TASK GOAL:
Reproduce what is written in the records below exactly, and leave out the images.
========================
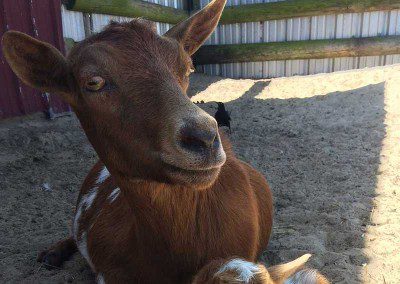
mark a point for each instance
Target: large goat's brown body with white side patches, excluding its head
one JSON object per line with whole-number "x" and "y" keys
{"x": 165, "y": 234}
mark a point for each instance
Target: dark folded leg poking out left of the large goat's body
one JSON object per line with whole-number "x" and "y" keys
{"x": 56, "y": 255}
========================
RESULT:
mark a point for each instance
Target: large goat's brown body with white side patches, excluding its head
one JSON object per line with whole-number "x" and "y" keys
{"x": 165, "y": 234}
mark a point for each instance
Target: dark folded leg poking out left of the large goat's body
one JSON object per line with whole-number "x" and "y" keys
{"x": 56, "y": 255}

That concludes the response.